• _TEXTE_
§

Par auteur > Boye Sokhna

Jeudi 14
Systèmes de santé Session 3 - 4 Anthropologie de la santé

› 14:45 - 15:00 (15min)
› UCAD 2
L'émergence des pathologies iatrogènes : perceptions des lipodystrophies par les personnes sous antirétroviraux à Dakar
Sokhna Boye  1, 2@  , Alice Desclaux  1, 3, *@  
1 : Centre Régional de recherche et de Formation à la prise en charge Clinique de Fann  (CRCF)  -  Site web
Avenue Cheikh Anta Diop, BP 45690 Dakar/Fann -  Sénégal
2 : Université Cheikh Anta Diop de Dakar  -  Site web
B.P. 5005 Dakar-Fann -  Sénégal
3 : UMI VIH/SIDA et maladies associées  (TransVIHMI)  -  Site web
Université Cheikh Anta Diop (Dakar, Sénégal), Universtié Yaoundé 1 (Cameroun), Université Montpellier I, Institut de recherche pour le développement [IRD] : UR233
Centre IRD France Sud 911, avenue Agropolis BP 64501 F-34394 Montpellier cedex 5 -  France
* : Auteur correspondant

La transition épidémiologique est supposée marquer l'émergence des malades chroniques qui nécessitent des traitements médicamenteux au long cours, et voir s'accroitre la proportion des personnes âgées faisant l'objet de prescriptions médicamenteuses multiples. On doit s'attendre à une augmentation de la fréquence des effets indésirables des médicaments, un domaine jusqu'à présent peu investigué en Afrique. Lorsque ces effets sont spécifiques, ils soulèvent la question de leur interprétation locale, et du lien que font les personnes atteintes avec le traitement qui a provoqué ces troubles. C'est le cas des lipodystrophies provoquées par les antirétroviraux.

Cette communication a pour objectif de préciser si les personnes atteintes de lipodystrophies secondaires à la prise d'antirétroviraux les perçoivent comme pathologiques, les associent à ces médicaments ou en donnent d'autres explications.

L'étude qualitative a été réalisée par entretiens approfondis auprès de vingt personnes atteintes de lipodystrophies cliniques, sous ARV depuis 10 ans et incluses dans la cohorte ANRS 1215 à Dakar (Sénégal). Les entretiens enregistrés ont été traduits du wolof et retranscrits puis analysés.

§

• _LES DONNÉES_
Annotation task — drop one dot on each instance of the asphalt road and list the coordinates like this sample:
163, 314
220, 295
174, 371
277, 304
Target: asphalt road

§

• _EXERCICES_
a – Selon le résumé, combien de personnes ont participé aux entretiens approfondis ?
b – Recopiez le passage du résumé qui s'ouvre sur les mots contenant « L'étude qualitative a » et se ferme sur « retranscrits puis analysés. ».
Les entrées ne sont pas nécessaires pour répondre.

• _CORRIGÉ_
a – Vingt personnes atteintes de lipodystrophies cliniques.

b –
L'étude qualitative a été réalisée par entretiens approfondis auprès de vingt personnes atteintes de lipodystrophies cliniques, sous ARV depuis 10 ans et incluses dans la cohorte ANRS 1215 à Dakar (Sénégal). Les entretiens enregistrés ont été traduits du wolof et retranscrits puis analysés.